**TASK REQUIREMENTS:**
**1)** From the forum thread about the 1974 and 2005 Daisy Duke, reproduce the passage verbatim, starting at "or, BOTH......we're dreaming, right?" up to and including "I'm Old Now)".
**2)** Answer these questions using the Daisy Duke forum thread:
(a) Which actress does the opening post set against Catherine Bach?
(b) What year does DAD31392 give as a reply?
(c) Who does rangerjohn say have both "praised" john amaechi?
**3)** Continue the forum thread comparing the 1974 and 2005 Daisy Duke, starting right after its last post.

**PAGE EXTRACT:**
^^^^

# (1974) Dasiy Duke or (2005) Daisy Duke



## hunt2grill (Dec 1, 2006)

Catherine Bach or Jessica Simpson?


----------



## neckdeep (Oct 12, 2004)

Give me Catherine Bach


----------



## yakfisher (Jul 23, 2005)

neckdeep said:


> Give me Catherine Bach


Ditto


----------



## rangerjohn (May 15, 2006)

figures you would say that, you dallas guys are just weird like that. prolly a big john amaechi fan too.

give me ms simpson anyday


----------



## boom! (Jul 10, 2004)

Man you hunting guys need to take up clays or sumptin.


----------



## JD761 (Jun 7, 2006)

neckdeep said:


> Give me Catherine Bach


No brainer there.


----------



## DAD31392 (Oct 9, 2005)

*1974*


----------



## Spots and Dots (May 23, 2004)

whichever you don't want.

or, BOTH......we're dreaming, right?


----------



## neckdeep (Oct 12, 2004)

Quote - "figures you would say that, you dallas guys are just weird like that. prolly a big john amaechi fan too.

give me ms simpson anyday"

typical Dallas guy would say Jess but she's a little to high maintenance for me ( I'm Old Now)

and there are no john amaechi fans up here


----------



## Blue Water Ho (May 21, 2004)

1974


----------



## big john o (Aug 12, 2005)

Catherine Bach in her day was incredibly gorgeous, and looked better in Daisy Dukes than Jessica Simpson.


----------



## rangerjohn (May 15, 2006)

neckdeep said:


> and there are no john amaechi fans up here


well actually for a mavs fan i am in shock. you are sooo wrong on that one. your precious dirk and cuban have both come out and "praised" him. do the research man.

^^^^

**PROVIDED MATERIAL:**
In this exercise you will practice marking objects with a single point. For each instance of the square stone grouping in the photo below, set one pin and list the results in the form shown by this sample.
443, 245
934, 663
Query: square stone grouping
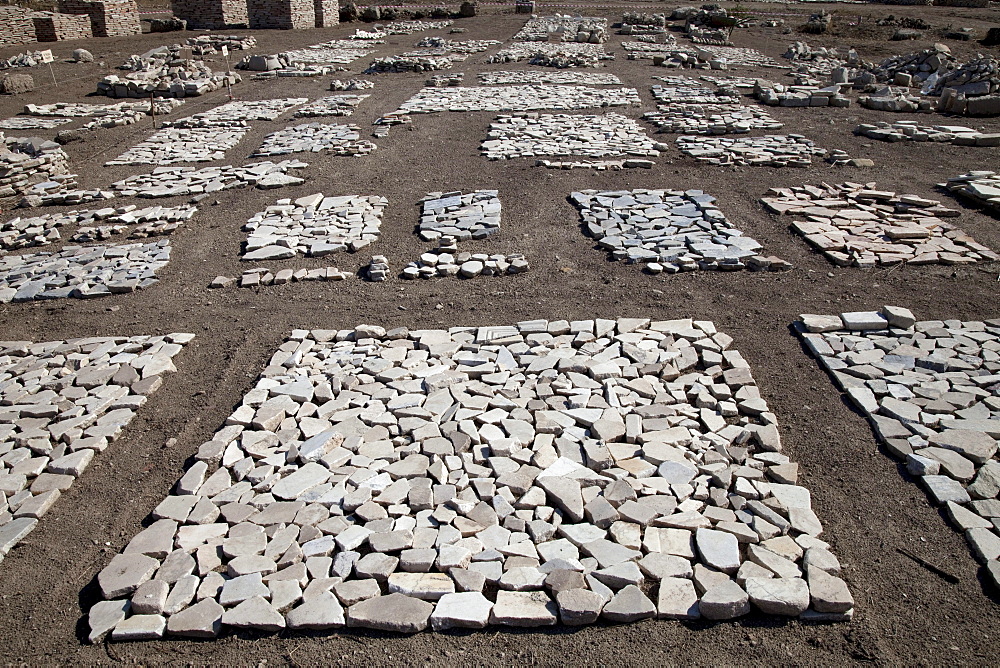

^^^^

**ANSWERS BELOW:**
**1)**
or, BOTH......we're dreaming, right?


----------



## neckdeep (Oct 12, 2004)

Quote - "figures you would say that, you dallas guys are just weird like that. prolly a big john amaechi fan too.

give me ms simpson anyday"

typical Dallas guy would say Jess but she's a little to high maintenance for me ( I'm Old Now)

**2)**
(a) Jessica Simpson
(b) 1974
(c) Dirk and Cuban

**3)**
actually i hear dirk is dating him now. i guess he dumped the hoff.

but thats enough sports talk before we get in trouble


----------



## neckdeep (Oct 12, 2004)

Catherine Bach - Jess has horse face

"actually i hear dirk is dating him now"

maybe Dirk will take him on a date to the Championship Parade this year


----------



## bbridges (May 21, 2004)

Simpson all day long.


----------



## neckdeep (Oct 12, 2004)

on that Nick and Jessica show it came out thta Jess was - how do I say this without getting in trouble "Noisy" you know where 


YESSSIR


----------



## Fishin-Inc (May 27, 2004)

*No pictures*

This thread ain't no good w/o pictures!!!
Wuz up w. dat?


----------



## rangerjohn (May 15, 2006)

Fishin-Inc said:


> This thread ain't no good w/o pictures!!!
> Wuz up w. dat?


i second that
and noisy can be ALOT of fun lmao


----------



## Bone Spook (Oct 5, 2006)

Catherine Bach! I'd fight every Enus in Hazzard County and all them boys down at the Boar's Nest for her.


----------



## Mschuste (Jan 27, 2006)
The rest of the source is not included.